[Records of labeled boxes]
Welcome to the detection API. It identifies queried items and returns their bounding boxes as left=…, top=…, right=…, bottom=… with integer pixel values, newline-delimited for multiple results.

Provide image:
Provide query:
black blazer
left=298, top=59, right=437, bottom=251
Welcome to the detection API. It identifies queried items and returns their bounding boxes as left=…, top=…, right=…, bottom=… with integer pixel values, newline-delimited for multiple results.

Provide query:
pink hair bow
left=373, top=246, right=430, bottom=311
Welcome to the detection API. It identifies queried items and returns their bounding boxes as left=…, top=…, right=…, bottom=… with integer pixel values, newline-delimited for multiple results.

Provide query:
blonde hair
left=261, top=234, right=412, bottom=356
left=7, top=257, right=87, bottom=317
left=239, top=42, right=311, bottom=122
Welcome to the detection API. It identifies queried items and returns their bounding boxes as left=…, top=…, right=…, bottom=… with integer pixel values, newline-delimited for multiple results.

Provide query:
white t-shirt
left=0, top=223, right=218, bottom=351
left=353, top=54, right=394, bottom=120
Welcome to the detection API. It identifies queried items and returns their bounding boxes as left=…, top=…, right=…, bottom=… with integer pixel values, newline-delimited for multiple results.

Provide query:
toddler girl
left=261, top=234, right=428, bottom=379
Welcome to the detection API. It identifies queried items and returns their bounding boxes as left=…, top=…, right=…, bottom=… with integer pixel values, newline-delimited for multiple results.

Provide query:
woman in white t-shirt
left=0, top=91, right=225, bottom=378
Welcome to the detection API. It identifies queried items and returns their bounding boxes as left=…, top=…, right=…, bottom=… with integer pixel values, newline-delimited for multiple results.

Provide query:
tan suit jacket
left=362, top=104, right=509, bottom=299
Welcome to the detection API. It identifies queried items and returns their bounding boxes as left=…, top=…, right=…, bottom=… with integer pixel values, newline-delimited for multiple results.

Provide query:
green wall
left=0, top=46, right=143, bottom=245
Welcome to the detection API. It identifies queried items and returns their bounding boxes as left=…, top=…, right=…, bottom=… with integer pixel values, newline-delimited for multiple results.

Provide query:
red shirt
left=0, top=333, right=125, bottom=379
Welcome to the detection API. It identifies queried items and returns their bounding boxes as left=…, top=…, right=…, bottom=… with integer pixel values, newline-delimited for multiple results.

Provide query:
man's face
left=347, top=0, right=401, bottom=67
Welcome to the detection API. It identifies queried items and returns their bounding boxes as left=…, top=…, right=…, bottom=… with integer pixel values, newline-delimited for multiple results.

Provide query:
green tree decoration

• [STATED EXERCISE] Locate every line in the records that contains the string "shirt", treating uppercase and lowercase as different, and copy each of those lines.

• [SOLUTION TO THE PROBLEM]
white t-shirt
woman in white t-shirt
red shirt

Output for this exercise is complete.